Why you should make journaling one of your New Year’s resolutions

More and more research is uncovering the health benefits of putting pen to paper.

We’ve all heard that journaling is beneficial but it turns out there’s even more reason to make it one of your New Year’s resolutions.

Jotting things down can result in improved relationships, better career opportunities and a stronger immune system.

Here’s what you need to know:

Lower your heart rate

Researchers at the University of Arizona found that those who kept a narrative journal after divorce lowered their heart rate.

Strengthen your immune system

Studies have indicated that journaling strengthens the T-lymphocytes in your immune system.

Sleep better

If you’re an insomniac, diary writing could be your new-found saviour: psychologists recommend it for people who have trouble sleeping.

Improve your career prosepects

Journaling is a creative, private and therapeutic outlet for expressing emotions and it helps raise your emotional intelligence. If you can manage emotions in a positive way then you’ll consequently increase your chance of success in the workplace. A 2015 study found 71 per cent of employers who were hiring valued emotional intelligence over IQ, and it’s a trait that has been consistently found among successful leaders.

Spare your friends

Putting pen to paper the old-fashioned way is likely to be less distracting than typing on a computer with constant notifications going off and the internet just a click away. Not to mention the fact your friends will thank you for it if you diarise as an outlet rather than clogging up everyone’s newsfeed with yet another Facebook status.

Achieve your goals

Writing down your goals also means you’re more likely to achieve them. Your reticular activating system flags relevant opportunities and tools for that goal to be achieved. The more detailed the goals are, the more likely to provide a psychological blueprint, and in turn the likelihood of achieving them increases.

How to start journaling

1 If you can’t make time in your busy schedule to diarise daily, start by writing three days a week.

2 Date your entries to keep it consistent. This way you can look back and see how you’ve progressed over time.

3 If you’re struggling with writer’s block and don’t know where to start, begin by asking yourself: How am I feeling? What am I grateful for? What do I want to accomplish?

4 Don’t overcomplicate it – mind maps, lists and doodles or even just one sentence on what happened that day will do the trick.

Data under study

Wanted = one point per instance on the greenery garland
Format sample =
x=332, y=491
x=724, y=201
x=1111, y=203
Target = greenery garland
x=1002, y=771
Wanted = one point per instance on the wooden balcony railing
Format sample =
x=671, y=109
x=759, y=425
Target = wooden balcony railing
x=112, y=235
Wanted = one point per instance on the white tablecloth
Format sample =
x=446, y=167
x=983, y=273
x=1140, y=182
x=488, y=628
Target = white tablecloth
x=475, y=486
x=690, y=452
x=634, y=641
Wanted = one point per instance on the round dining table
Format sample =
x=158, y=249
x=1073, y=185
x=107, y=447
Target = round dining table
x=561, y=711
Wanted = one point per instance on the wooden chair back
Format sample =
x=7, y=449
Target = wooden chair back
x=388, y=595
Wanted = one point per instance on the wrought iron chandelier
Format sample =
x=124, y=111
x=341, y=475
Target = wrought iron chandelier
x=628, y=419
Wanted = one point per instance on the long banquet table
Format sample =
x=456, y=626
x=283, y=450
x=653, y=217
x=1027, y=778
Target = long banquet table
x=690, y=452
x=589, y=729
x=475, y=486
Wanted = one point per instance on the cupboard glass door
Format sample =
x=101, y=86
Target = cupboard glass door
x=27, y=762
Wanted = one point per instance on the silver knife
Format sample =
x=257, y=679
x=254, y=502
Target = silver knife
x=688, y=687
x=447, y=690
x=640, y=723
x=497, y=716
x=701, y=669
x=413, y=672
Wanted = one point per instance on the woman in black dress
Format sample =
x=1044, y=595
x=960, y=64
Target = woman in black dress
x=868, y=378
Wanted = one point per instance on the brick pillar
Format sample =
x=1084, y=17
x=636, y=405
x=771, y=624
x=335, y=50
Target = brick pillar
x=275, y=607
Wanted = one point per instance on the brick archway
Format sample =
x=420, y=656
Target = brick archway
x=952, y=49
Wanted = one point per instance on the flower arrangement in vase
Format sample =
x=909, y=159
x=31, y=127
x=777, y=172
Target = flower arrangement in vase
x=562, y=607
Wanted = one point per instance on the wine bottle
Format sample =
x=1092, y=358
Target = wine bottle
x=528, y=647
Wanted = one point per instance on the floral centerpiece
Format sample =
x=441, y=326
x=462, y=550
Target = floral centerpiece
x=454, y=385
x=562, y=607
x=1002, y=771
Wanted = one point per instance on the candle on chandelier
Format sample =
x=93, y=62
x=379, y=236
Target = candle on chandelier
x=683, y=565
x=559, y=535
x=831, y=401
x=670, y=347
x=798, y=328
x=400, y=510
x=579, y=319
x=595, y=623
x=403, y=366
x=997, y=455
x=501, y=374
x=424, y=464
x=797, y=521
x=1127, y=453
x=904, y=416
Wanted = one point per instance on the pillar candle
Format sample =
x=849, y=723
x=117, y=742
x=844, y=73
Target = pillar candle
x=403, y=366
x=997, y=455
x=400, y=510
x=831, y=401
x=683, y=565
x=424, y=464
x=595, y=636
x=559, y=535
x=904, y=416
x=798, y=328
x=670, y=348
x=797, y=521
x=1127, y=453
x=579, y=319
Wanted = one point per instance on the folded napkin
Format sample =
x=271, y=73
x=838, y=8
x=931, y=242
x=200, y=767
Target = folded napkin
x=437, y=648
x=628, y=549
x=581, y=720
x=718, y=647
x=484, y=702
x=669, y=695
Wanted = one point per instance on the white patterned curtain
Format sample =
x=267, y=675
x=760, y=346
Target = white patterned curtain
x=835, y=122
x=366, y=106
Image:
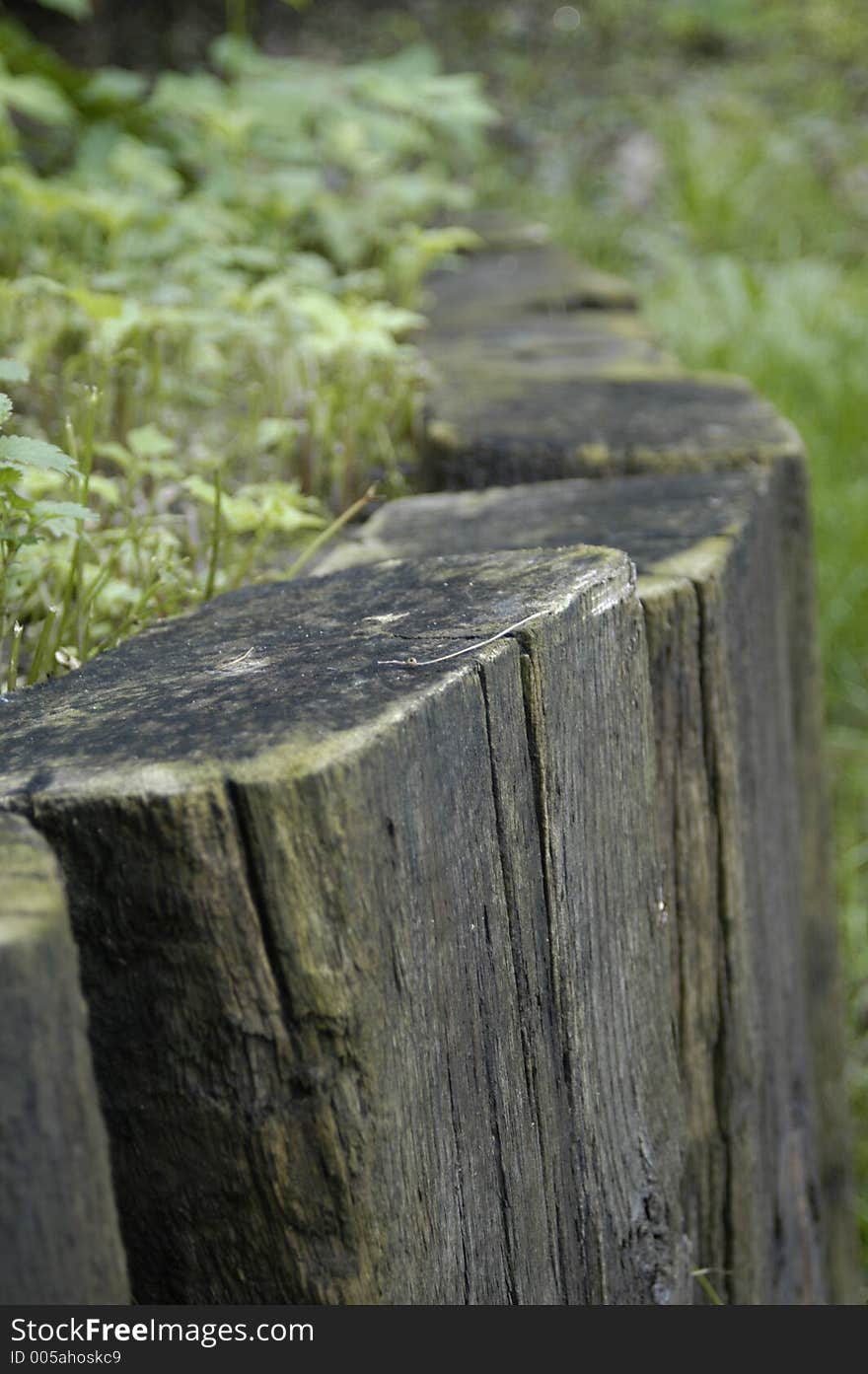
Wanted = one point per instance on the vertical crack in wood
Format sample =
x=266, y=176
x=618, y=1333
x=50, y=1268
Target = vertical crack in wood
x=459, y=1177
x=721, y=1046
x=522, y=1002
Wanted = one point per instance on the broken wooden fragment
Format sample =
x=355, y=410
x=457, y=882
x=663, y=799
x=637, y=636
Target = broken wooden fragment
x=377, y=965
x=59, y=1238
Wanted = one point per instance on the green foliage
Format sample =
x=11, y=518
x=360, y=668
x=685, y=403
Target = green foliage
x=717, y=151
x=207, y=289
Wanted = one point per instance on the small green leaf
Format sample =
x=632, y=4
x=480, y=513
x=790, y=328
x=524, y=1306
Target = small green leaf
x=21, y=452
x=14, y=371
x=59, y=517
x=150, y=441
x=37, y=99
x=74, y=9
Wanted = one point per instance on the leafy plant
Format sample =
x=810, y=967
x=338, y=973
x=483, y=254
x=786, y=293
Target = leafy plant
x=207, y=286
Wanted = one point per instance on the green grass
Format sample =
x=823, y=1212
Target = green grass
x=716, y=151
x=720, y=157
x=206, y=312
x=203, y=293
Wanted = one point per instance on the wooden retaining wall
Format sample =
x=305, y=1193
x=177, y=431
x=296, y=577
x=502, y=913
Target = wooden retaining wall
x=497, y=976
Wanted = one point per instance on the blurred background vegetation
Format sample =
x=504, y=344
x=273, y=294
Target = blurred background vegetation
x=237, y=278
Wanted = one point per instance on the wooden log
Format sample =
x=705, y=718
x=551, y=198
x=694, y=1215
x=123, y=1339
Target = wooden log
x=375, y=958
x=59, y=1238
x=725, y=584
x=540, y=377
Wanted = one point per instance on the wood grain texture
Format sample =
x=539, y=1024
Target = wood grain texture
x=725, y=583
x=59, y=1238
x=374, y=955
x=539, y=380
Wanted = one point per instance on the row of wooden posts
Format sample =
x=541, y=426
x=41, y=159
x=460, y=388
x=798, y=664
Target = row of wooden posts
x=454, y=925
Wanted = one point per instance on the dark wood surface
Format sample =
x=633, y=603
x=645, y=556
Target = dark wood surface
x=725, y=576
x=374, y=954
x=59, y=1240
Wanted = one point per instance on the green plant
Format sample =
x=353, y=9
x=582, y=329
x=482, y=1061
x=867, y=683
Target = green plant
x=207, y=286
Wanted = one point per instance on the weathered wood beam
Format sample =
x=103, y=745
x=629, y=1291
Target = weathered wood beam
x=59, y=1238
x=725, y=580
x=375, y=958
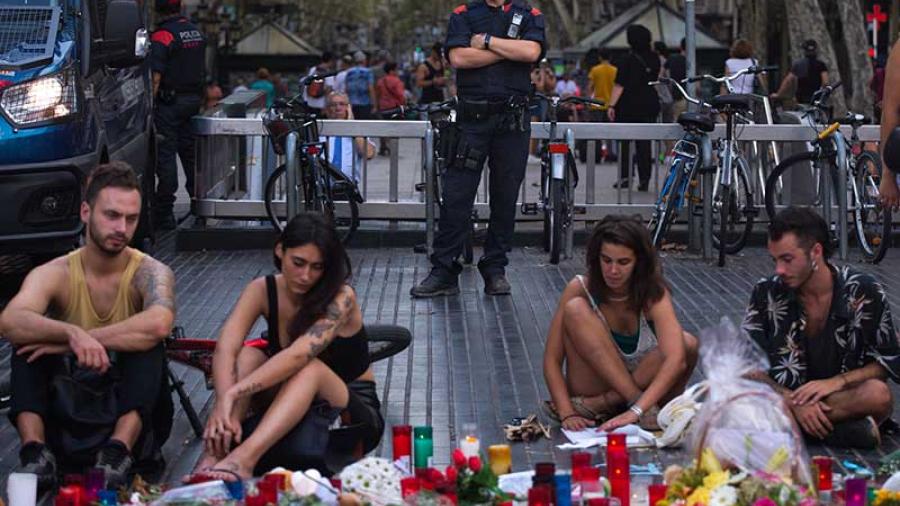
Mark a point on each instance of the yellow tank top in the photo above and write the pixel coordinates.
(81, 310)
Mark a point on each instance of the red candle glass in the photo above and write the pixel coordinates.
(617, 466)
(402, 443)
(621, 490)
(823, 470)
(539, 496)
(656, 493)
(409, 486)
(579, 460)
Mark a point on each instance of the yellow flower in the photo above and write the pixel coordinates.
(699, 496)
(716, 479)
(709, 462)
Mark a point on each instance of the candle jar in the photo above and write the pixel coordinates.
(402, 447)
(500, 457)
(423, 446)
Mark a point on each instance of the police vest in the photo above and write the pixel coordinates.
(513, 20)
(178, 52)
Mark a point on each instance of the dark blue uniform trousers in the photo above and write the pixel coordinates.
(506, 149)
(173, 125)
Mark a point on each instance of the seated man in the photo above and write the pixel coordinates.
(107, 308)
(345, 153)
(828, 335)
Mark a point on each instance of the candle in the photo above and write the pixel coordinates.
(855, 492)
(409, 486)
(424, 446)
(470, 446)
(615, 441)
(823, 470)
(539, 495)
(657, 493)
(402, 446)
(579, 460)
(500, 457)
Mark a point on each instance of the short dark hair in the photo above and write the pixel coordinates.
(115, 174)
(806, 225)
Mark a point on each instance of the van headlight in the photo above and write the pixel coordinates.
(47, 98)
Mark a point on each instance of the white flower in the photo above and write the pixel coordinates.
(726, 495)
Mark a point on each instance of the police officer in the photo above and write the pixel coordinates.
(493, 44)
(177, 61)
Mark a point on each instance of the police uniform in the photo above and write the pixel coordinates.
(178, 50)
(494, 126)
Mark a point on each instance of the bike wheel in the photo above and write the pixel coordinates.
(799, 161)
(735, 218)
(557, 216)
(873, 222)
(666, 204)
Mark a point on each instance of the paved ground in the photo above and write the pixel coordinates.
(474, 358)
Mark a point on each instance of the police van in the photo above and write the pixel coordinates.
(75, 91)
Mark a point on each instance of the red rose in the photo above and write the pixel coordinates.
(459, 459)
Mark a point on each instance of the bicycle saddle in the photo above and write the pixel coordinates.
(891, 152)
(734, 102)
(696, 120)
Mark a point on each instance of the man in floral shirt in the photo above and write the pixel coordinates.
(828, 334)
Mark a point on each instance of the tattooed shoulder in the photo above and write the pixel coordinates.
(156, 283)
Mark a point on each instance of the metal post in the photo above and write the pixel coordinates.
(570, 233)
(840, 144)
(690, 43)
(591, 168)
(429, 188)
(393, 176)
(291, 160)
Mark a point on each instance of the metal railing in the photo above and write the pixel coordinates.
(229, 185)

Prompt
Return everything in the journaling article from "Here’s what you" down to "your immune system.", copied word for word. Draw only on the journaling article, not on the entries.

Reply to the exercise
Here’s what you need to know:

Lower your heart rate

Researchers at the University of Arizona found that those who kept a narrative journal after divorce lowered their heart rate.

Strengthen your immune system

Studies have indicated that journaling strengthens the T-lymphocytes in your immune system.